OBJECTIVE: Recast the stretch of the items below, from the line containing "Where can the metal" through the line containing "column 208, row 520", as a Markdown table with the columns "Row" and "Line Text". Number each line in order, and leave out any blank lines.

START STORED ROWS

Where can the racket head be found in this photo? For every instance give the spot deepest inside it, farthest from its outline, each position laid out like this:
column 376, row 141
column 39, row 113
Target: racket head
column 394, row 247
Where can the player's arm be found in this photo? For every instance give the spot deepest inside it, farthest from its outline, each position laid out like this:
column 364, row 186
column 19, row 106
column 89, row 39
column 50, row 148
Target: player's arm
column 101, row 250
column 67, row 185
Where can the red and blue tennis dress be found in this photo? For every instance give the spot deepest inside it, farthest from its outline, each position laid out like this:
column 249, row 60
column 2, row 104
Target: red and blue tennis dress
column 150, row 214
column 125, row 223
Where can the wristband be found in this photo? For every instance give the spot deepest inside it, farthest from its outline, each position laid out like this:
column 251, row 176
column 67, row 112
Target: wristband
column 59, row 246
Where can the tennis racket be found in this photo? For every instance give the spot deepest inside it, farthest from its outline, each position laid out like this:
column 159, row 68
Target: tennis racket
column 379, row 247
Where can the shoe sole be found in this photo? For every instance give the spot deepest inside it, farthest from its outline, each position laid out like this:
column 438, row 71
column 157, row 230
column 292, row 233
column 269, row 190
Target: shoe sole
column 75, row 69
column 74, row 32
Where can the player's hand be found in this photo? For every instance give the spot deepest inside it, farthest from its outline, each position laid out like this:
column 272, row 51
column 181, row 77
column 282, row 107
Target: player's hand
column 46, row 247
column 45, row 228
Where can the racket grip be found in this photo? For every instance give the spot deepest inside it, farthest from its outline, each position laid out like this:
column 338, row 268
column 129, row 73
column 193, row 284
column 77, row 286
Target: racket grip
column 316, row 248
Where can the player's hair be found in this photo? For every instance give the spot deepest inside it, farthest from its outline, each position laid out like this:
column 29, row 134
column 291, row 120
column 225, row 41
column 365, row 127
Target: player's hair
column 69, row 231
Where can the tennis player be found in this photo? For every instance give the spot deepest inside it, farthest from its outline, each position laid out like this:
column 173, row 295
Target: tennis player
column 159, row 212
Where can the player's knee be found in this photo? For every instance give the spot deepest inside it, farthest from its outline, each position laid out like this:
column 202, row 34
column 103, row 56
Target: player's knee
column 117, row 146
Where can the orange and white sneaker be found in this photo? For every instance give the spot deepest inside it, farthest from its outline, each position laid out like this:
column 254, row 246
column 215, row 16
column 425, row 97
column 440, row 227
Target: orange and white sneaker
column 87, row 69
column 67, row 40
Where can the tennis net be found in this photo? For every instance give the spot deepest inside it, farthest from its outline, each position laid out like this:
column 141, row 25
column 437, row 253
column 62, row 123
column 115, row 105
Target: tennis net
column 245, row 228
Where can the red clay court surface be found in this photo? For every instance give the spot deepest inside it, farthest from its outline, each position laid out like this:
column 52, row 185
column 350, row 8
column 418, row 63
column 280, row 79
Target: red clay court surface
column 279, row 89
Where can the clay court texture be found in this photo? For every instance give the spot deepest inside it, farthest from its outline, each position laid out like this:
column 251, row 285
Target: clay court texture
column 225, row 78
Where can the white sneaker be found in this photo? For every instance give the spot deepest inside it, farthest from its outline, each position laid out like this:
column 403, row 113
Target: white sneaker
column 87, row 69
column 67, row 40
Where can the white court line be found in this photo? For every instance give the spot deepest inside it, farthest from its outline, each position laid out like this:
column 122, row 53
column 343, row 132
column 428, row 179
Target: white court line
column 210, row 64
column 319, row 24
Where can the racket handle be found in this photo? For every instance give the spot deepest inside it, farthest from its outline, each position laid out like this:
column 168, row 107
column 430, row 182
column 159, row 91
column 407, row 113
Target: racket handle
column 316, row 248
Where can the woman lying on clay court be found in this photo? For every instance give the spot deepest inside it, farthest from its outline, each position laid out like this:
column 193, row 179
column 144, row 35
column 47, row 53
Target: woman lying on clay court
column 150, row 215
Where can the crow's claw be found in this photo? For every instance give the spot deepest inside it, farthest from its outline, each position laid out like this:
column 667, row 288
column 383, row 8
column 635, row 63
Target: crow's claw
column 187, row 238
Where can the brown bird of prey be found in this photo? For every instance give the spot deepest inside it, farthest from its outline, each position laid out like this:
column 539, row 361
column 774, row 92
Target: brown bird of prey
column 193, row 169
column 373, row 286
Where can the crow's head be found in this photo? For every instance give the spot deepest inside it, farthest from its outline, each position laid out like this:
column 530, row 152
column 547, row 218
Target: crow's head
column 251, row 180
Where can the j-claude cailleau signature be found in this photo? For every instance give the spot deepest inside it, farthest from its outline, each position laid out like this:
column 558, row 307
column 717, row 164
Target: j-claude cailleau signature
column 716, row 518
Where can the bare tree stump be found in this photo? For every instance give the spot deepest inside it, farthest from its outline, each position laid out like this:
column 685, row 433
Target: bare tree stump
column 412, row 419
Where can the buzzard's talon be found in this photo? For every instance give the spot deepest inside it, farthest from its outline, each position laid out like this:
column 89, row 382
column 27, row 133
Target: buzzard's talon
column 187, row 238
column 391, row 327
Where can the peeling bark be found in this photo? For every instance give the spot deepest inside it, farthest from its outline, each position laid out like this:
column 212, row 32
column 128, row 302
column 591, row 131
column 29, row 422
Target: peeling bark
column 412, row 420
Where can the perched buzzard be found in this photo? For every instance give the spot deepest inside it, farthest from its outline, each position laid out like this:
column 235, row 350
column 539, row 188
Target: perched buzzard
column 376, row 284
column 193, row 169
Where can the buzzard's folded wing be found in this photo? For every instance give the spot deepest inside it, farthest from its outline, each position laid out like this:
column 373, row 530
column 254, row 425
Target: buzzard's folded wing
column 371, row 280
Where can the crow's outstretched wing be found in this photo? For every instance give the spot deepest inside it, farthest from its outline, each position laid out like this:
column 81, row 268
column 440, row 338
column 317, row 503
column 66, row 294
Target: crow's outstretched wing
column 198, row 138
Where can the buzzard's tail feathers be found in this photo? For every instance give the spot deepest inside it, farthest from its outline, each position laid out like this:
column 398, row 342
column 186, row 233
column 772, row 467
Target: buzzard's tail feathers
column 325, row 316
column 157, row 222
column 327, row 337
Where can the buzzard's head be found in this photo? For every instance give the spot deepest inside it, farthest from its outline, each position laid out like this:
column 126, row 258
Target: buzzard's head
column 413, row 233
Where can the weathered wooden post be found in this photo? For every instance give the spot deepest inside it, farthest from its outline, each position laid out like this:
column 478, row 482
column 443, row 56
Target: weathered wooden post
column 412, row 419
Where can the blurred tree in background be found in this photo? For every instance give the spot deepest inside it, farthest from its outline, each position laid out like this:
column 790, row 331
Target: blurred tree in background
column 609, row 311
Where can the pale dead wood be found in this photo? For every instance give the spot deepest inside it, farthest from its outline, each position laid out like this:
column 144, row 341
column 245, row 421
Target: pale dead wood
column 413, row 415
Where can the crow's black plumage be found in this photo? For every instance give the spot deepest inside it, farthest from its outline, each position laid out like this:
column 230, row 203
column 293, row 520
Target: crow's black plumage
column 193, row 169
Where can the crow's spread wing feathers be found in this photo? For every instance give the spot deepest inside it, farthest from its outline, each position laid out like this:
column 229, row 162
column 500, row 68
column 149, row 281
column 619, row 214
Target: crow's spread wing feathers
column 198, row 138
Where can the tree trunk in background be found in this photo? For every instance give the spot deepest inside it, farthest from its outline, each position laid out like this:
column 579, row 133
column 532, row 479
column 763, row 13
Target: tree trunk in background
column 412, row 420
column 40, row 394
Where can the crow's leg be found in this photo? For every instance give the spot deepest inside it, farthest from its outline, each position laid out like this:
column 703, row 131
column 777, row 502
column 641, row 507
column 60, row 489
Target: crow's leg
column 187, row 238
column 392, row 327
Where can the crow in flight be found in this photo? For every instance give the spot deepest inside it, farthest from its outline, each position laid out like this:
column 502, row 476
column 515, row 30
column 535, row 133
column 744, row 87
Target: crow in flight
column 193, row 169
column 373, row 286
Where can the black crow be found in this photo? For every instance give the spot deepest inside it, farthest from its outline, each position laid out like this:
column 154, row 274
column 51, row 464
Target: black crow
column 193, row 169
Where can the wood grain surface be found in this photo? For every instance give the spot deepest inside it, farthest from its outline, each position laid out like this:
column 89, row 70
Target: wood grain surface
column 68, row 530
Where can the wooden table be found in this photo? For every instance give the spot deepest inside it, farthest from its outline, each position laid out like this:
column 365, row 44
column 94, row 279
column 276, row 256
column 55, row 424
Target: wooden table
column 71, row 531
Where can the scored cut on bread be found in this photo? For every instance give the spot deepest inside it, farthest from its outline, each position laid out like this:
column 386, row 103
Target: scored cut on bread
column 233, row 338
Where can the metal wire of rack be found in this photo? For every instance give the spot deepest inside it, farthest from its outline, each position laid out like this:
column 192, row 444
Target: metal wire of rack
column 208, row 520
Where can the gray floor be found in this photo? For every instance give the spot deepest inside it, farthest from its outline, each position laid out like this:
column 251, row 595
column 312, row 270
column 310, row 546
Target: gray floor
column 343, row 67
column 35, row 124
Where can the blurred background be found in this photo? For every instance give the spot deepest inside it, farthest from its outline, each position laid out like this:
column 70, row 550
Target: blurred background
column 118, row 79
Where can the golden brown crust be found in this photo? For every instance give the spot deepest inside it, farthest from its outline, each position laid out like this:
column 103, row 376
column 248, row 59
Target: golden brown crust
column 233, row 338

END STORED ROWS

RESULT OF THIS EXERCISE:
| Row | Line Text |
|---|---|
| 1 | Where can the metal wire of rack be found in this photo? For every instance give the spot deepest inside it, farthest from its outline, each position laid out like this: |
| 2 | column 192, row 444 |
| 3 | Target: metal wire of rack |
| 4 | column 208, row 520 |